• [Short task] Transcribe the listing verbatim. Do not carry over any pictures.

• [Records provided]
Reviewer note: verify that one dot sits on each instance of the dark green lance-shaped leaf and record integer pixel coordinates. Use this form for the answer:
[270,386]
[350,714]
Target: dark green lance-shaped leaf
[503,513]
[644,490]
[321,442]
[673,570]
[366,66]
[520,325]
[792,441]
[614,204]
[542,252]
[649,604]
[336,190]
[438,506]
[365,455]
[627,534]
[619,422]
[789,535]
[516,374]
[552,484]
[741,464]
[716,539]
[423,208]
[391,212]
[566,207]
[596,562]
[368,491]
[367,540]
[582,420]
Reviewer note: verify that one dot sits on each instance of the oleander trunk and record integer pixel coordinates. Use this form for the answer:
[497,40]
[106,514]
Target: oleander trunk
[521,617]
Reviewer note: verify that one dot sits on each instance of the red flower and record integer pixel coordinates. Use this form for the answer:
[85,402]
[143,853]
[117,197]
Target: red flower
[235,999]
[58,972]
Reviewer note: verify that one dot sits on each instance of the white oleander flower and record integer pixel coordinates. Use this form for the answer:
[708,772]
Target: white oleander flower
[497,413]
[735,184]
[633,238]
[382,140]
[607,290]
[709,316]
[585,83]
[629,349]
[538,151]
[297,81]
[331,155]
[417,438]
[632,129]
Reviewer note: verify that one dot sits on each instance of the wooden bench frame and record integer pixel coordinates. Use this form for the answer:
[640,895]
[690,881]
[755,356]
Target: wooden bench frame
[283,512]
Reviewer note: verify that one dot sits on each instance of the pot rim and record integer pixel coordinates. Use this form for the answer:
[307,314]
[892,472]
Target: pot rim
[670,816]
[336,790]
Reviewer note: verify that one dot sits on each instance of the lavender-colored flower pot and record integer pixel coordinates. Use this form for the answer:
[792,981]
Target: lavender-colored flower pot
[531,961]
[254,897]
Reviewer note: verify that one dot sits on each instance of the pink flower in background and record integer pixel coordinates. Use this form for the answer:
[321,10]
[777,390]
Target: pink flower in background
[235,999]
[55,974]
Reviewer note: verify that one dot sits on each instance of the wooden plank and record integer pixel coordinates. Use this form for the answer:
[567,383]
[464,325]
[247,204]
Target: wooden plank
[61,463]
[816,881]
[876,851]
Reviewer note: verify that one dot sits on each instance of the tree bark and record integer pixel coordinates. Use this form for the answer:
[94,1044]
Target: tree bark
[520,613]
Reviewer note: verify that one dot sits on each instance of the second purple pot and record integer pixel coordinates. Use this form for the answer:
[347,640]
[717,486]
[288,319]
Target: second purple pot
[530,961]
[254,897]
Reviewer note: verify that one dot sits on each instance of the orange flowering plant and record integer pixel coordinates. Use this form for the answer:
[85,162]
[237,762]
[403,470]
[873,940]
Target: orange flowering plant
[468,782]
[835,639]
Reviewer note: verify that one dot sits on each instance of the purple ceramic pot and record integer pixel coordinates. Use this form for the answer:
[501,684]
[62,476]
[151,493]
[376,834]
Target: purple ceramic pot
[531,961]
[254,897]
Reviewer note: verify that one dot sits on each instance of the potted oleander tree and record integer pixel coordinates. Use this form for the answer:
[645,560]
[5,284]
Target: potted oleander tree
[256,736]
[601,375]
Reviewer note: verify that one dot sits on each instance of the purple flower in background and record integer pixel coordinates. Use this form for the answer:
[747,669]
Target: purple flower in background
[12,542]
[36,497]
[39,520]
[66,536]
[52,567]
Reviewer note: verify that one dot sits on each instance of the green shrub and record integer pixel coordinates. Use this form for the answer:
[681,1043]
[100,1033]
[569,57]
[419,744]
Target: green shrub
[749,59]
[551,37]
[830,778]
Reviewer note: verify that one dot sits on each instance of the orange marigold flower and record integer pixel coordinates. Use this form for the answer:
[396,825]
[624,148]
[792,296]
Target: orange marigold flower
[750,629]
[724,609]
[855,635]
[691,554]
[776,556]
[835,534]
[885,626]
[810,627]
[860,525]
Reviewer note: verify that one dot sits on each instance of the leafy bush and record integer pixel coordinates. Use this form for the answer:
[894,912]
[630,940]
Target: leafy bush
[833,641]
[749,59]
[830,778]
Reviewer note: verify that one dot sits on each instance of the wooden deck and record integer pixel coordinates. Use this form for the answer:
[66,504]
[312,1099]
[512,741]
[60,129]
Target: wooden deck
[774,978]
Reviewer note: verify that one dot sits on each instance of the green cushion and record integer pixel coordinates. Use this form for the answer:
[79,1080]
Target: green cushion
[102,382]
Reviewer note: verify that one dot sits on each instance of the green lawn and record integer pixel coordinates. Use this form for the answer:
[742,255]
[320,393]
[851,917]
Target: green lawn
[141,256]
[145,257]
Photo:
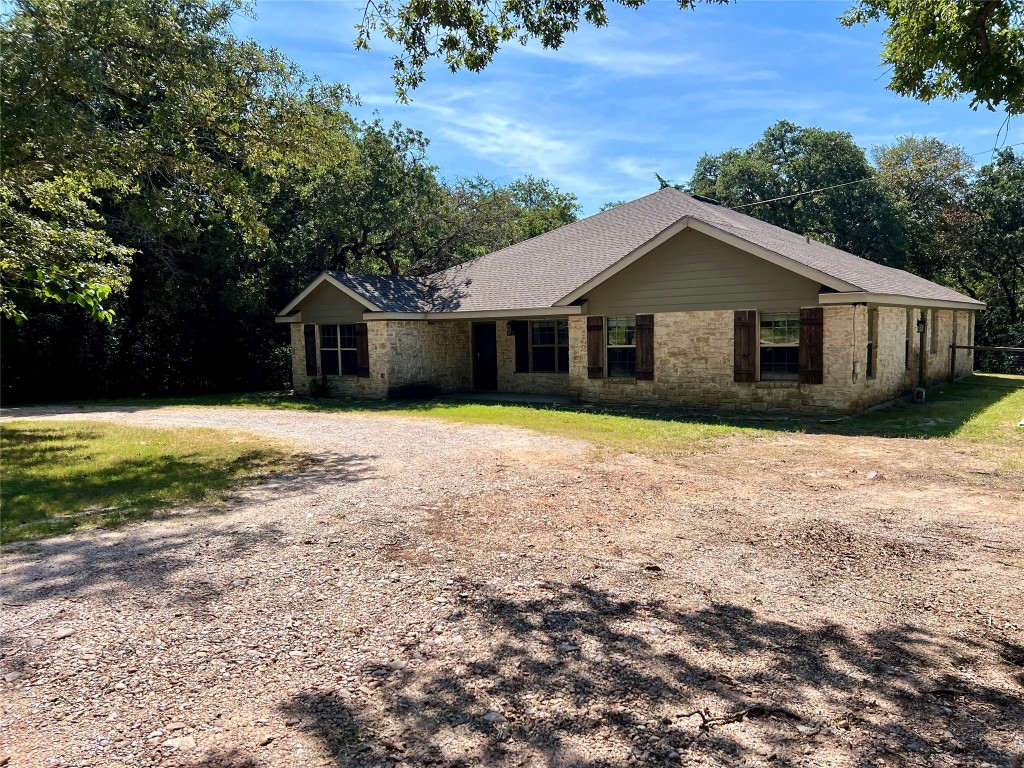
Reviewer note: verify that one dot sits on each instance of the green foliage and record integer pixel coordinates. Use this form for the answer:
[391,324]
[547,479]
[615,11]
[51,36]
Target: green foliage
[151,108]
[62,475]
[925,177]
[469,33]
[982,239]
[183,184]
[948,48]
[790,161]
[54,249]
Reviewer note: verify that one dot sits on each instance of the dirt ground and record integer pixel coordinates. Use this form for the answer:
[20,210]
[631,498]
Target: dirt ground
[429,594]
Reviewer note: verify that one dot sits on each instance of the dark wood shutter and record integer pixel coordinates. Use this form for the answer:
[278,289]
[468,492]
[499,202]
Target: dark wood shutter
[520,329]
[361,350]
[812,345]
[645,347]
[595,347]
[309,332]
[744,345]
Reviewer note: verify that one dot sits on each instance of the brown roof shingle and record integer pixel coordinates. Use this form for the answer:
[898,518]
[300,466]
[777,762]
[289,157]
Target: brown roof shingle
[541,270]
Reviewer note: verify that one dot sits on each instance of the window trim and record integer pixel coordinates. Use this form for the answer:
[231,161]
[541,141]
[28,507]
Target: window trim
[761,345]
[338,349]
[871,365]
[556,345]
[608,345]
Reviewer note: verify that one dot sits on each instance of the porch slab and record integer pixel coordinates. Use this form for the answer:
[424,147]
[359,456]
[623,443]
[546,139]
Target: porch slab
[545,399]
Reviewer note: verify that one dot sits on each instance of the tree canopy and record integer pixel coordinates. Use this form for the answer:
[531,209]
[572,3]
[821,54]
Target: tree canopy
[183,184]
[771,179]
[936,48]
[467,34]
[921,206]
[948,48]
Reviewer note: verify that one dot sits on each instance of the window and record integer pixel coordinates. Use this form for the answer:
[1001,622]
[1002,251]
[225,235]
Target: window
[623,347]
[872,333]
[779,341]
[338,356]
[906,341]
[550,342]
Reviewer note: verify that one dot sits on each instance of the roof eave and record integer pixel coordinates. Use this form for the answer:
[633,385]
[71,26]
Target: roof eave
[542,311]
[891,299]
[328,278]
[689,222]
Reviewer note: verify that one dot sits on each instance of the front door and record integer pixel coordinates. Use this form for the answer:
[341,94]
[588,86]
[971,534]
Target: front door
[484,356]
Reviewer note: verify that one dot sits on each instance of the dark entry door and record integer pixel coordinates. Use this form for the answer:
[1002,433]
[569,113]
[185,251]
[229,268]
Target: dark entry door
[484,356]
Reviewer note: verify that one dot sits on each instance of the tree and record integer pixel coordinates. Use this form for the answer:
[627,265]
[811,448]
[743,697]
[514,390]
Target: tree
[779,175]
[926,178]
[983,237]
[467,34]
[948,48]
[150,107]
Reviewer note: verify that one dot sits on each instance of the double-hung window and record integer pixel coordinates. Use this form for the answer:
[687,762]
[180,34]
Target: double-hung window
[872,334]
[338,355]
[550,344]
[779,346]
[623,347]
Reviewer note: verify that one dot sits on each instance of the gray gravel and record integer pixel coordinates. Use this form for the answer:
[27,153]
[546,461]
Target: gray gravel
[435,594]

• [Exercise response]
Reviewer note: verify that one dot sits on each instance of the dark green lance-shaped leaf and record integer pixel coordinates. Use this form for the answer:
[270,386]
[350,714]
Target: dark green lance-shaped leaf
[503,513]
[644,490]
[321,442]
[673,570]
[366,66]
[520,325]
[792,441]
[614,204]
[542,252]
[649,604]
[336,190]
[438,506]
[365,455]
[627,534]
[619,422]
[789,535]
[516,374]
[552,484]
[741,464]
[716,539]
[423,208]
[391,212]
[566,207]
[596,562]
[368,491]
[367,540]
[582,420]
Reviewer note: verify that one dot sits on each instance of the oleander trunk and record integer pixel coordinates. Use this form for the answer:
[497,40]
[106,514]
Target: oleander trunk
[521,617]
Reviewer note: verify that one dot sits on each instance of the red flower and record integer pixel coordinates. Use this form for the answer:
[85,402]
[143,853]
[117,197]
Target: red flower
[235,999]
[58,972]
Reviewer note: verify that one dot sits on each instance of the white oleander flower and record integer pixel coordinates. Use this form for the answer:
[708,772]
Target: white oleander flower
[497,413]
[735,184]
[633,238]
[382,140]
[607,290]
[709,316]
[585,83]
[629,349]
[538,151]
[297,81]
[331,155]
[417,438]
[632,129]
Reviewer note: verify that one dot sits on each instance of the wooden bench frame and record integer pixel coordinates. Use this form for the answer:
[640,895]
[690,881]
[755,356]
Target: wooden bench frame
[283,512]
Reviewer note: verify that one dot sits on each instance of the pot rim and record integer pixel coordinates. Use this form for the answer:
[307,314]
[892,472]
Target: pot rim
[670,816]
[336,790]
Reviewer note: verify that one dot sits on each instance of the lavender-colored flower pot and record integer pixel coordinates. Use this form for the answer:
[792,981]
Target: lavender-colored flower pot
[531,961]
[254,897]
Reviewer note: verify that one dot sits on each instance of the pink flower in background and record integer pixel coordinates. Use this form for the answer:
[321,10]
[777,390]
Target: pink flower in background
[235,999]
[55,974]
Reviewer note: verify that one dot sits on each instance of the wooden plank and record integer pixel coordinates. Use this form for the answer:
[567,383]
[464,325]
[247,204]
Target: wooden plank
[61,463]
[816,881]
[876,851]
Reviewer note: verify that one dot sits on each instance of the tree bark and record integer pixel coordinates. Use this form for the answer:
[94,1044]
Target: tree bark
[520,613]
Reviewer note: verify that one dot sits on each instance of the second purple pot and record integer pixel coordinates. Use this form for the answer:
[347,640]
[717,486]
[288,319]
Target: second purple pot
[530,961]
[254,897]
Reviewer note: verify that one dot sits on each instance of the orange flowering plant and record integer pixel coordinates. Use this form for the answer:
[85,162]
[237,762]
[403,470]
[873,940]
Target: orange flowering plant
[468,782]
[835,639]
Reviewer note: verify that one dot sits on each instance of the purple ceramic pot and record integer pixel coordinates. Use this form for the answer:
[501,684]
[62,476]
[151,493]
[376,834]
Target: purple ceramic pot
[531,961]
[254,897]
Reviewer note: verify that one dot sits on each instance of the potted oleander tree and record integer pixel coordinates. Use this form for the answer:
[645,560]
[5,284]
Target: potted oleander tree
[256,736]
[601,375]
Reviewer note: verify that one dot sits on each instance of the purple flower in background and record integer pixel coordinates. Use this form for the answer:
[747,669]
Target: purple flower in background
[12,542]
[36,497]
[39,520]
[66,536]
[52,567]
Reviewer note: verify that one dot sits on each instance of the green shrub and record integer pixel coordinates. Use this form for the answer:
[681,1043]
[100,1033]
[569,57]
[419,744]
Target: green shrub
[749,59]
[551,37]
[830,778]
Reviewer note: verify that one dot sits on each instance of the orange marigold flower and record integer pixel coordinates. Use this form for the answer:
[396,825]
[624,148]
[792,296]
Target: orange marigold flower
[750,629]
[724,609]
[855,635]
[691,554]
[776,556]
[835,534]
[885,626]
[810,627]
[860,525]
Reviewer note: verify that one dot sits on each instance of the leafy bush and record integer pixel coordinates. Use this form for the answer:
[894,912]
[630,940]
Target: leafy bush
[833,641]
[749,59]
[830,778]
Reviewer note: verify that one dot sits on each instance of the wooden deck and record integer pixel coordinates. Use this form for the answer:
[66,504]
[312,1099]
[512,741]
[60,129]
Target: wooden deck
[774,978]
Reviewer note: verify that one dot sits on each instance of the green cushion and record integer pixel coordinates. Use this form for the answer:
[79,1080]
Target: green cushion
[102,382]
Reviewer note: verify that one dot sits on each instance of the green lawn and record integer pixel coordinates. Use this form for the answer:
[742,255]
[320,393]
[851,917]
Target: green lawn
[141,256]
[145,257]
Photo:
Reviewer note: verify that one dot sits on each instance of the green foliage and record integer pixel coordinates. Use this form for the answer:
[391,324]
[547,479]
[615,11]
[51,36]
Target: green foliage
[151,108]
[62,475]
[925,177]
[469,33]
[982,239]
[183,184]
[948,48]
[790,161]
[54,249]
Reviewer note: verify that one dot sits on each instance of the dirt ground and record integer pixel coordinates. Use this form for the answer:
[20,210]
[631,498]
Target: dirt ground
[429,594]
Reviewer note: verify that one dot sits on each instance of the dark wood shutter and record integer pixel coordinates. Use this form for the answer:
[278,289]
[468,492]
[499,202]
Target: dark wood shutter
[520,329]
[361,350]
[812,345]
[645,347]
[595,347]
[309,332]
[744,345]
Reviewer note: verify that one dot sits on each instance of the brown roof shingle and record integer pixel coordinates. Use this form for the answer:
[898,518]
[300,466]
[777,762]
[289,157]
Target: brown roof shingle
[541,270]
Reviewer note: verify that one dot sits on each instance of the window trim and record integer pixel coordinates. Use this form for the answer:
[231,161]
[541,141]
[28,507]
Target: window trim
[761,345]
[338,349]
[871,365]
[556,345]
[608,345]
Reviewer note: verify that one dot sits on each instance of the porch slab and record integer pixel coordinates. Use this form for the answer:
[424,147]
[359,456]
[623,443]
[546,139]
Target: porch slab
[545,399]
Reviewer note: verify that one dot sits on each instance of the tree canopy and record integer pixel coordinates. Use this form for the answer:
[531,209]
[572,3]
[821,54]
Target: tree canopy
[183,184]
[771,179]
[936,48]
[467,34]
[921,206]
[948,48]
Reviewer note: verify that one dot sits on each instance of the window and record integer pixel coordinates. Use this form for the answer:
[1001,622]
[1002,251]
[225,235]
Target: window
[623,347]
[872,333]
[779,341]
[338,356]
[906,341]
[550,342]
Reviewer note: verify that one dot sits on each instance of the roof eave and record integer pixel coordinates. Use this form for the answer:
[633,385]
[71,26]
Target: roof eave
[542,311]
[891,299]
[328,278]
[689,222]
Reviewer note: verify that one dot sits on each instance of the front door and record integer pixel coordinates. Use this form for the answer:
[341,94]
[588,86]
[971,534]
Target: front door
[484,356]
Reviewer note: verify that one dot sits on each instance of the dark entry door and record integer pixel coordinates. Use this form for the answer:
[1002,433]
[569,113]
[185,251]
[229,268]
Target: dark entry door
[484,356]
Reviewer note: verify that one dot sits on each instance of the tree and record integer pixel coordinates. Use this form for the answer:
[627,265]
[811,448]
[743,697]
[514,390]
Target: tree
[779,175]
[926,178]
[983,237]
[467,34]
[948,48]
[150,107]
Reviewer note: verify that one dot sits on each instance of the double-hung window and record integer pixel coordinates. Use this form for the answer:
[687,762]
[180,34]
Target: double-hung window
[872,334]
[338,355]
[550,344]
[779,346]
[623,347]
Reviewer note: verify that one dot sits on each instance of the gray gravel and record integer pixel coordinates. Use this form for the answer:
[27,153]
[546,461]
Target: gray gravel
[435,594]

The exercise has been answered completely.